---- Data for this exercise

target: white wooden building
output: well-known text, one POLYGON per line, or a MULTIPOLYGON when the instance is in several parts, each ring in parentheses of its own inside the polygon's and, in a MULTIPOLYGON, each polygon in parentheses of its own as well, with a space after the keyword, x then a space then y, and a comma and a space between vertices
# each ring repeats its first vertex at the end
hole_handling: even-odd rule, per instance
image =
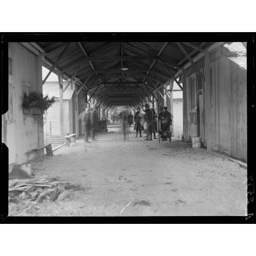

--------
---- Data for this exercise

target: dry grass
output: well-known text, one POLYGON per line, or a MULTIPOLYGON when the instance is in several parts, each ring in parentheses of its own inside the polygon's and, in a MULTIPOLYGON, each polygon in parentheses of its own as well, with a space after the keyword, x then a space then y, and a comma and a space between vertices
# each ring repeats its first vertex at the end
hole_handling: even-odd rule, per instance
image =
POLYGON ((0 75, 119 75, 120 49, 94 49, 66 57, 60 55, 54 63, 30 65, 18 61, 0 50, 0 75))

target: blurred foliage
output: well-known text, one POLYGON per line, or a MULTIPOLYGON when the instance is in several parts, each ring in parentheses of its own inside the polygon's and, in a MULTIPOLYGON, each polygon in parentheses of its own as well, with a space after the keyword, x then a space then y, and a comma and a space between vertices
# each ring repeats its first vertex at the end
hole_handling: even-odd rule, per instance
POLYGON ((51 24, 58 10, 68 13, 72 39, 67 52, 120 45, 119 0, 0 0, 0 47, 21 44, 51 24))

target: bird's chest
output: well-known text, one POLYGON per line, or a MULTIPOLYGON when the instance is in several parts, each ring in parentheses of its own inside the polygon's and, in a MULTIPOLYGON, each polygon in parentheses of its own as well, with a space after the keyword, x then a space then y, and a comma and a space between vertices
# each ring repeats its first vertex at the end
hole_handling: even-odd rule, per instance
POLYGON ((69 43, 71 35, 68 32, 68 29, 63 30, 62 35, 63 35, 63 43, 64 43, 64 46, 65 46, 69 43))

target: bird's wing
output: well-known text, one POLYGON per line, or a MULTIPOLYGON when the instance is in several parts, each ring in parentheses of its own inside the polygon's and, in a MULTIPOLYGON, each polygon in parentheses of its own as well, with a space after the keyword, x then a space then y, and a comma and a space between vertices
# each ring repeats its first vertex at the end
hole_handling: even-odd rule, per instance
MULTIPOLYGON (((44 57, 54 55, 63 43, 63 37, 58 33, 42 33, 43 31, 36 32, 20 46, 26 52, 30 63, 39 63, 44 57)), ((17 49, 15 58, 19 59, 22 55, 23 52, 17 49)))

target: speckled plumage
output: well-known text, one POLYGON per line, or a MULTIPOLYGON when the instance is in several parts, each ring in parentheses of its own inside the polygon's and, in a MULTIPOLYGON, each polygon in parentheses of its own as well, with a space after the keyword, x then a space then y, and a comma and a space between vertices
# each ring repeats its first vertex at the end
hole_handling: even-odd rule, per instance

--------
---- Data for this exercise

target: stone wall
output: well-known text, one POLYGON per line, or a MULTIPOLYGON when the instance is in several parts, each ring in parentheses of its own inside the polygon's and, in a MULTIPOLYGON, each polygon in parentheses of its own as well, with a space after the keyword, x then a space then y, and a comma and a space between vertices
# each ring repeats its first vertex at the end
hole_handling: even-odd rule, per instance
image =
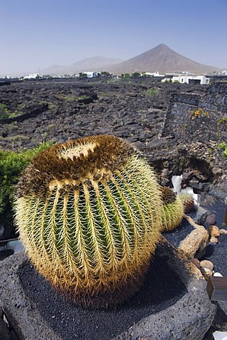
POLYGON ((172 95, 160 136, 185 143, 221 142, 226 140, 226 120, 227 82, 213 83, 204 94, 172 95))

--------

● **Do this**:
Update the rows starting with the line that contains "target: stone wall" and going on through the line that contains "POLYGON ((172 95, 160", replacing "even-odd rule" with "nonzero winding rule" and leaving all else unchanged. Leave the pictures out of the answer.

● **Solution to the exercise**:
target: stone wall
output: well-known text, one POLYGON per line, or a MULTIPOLYGON when the instance is in several parts, each ring in parentheses of its own inside the polygon's and, in a MULTIPOLYGON, each polygon in parentheses of its own as well, with a space after the keyword, x then a space then y, and a comma and a space between vertices
# each ring repeats its first vertex at the end
hole_handling: nonzero winding rule, per instance
image =
POLYGON ((172 95, 160 136, 185 143, 221 142, 226 140, 226 120, 227 82, 213 83, 204 94, 172 95))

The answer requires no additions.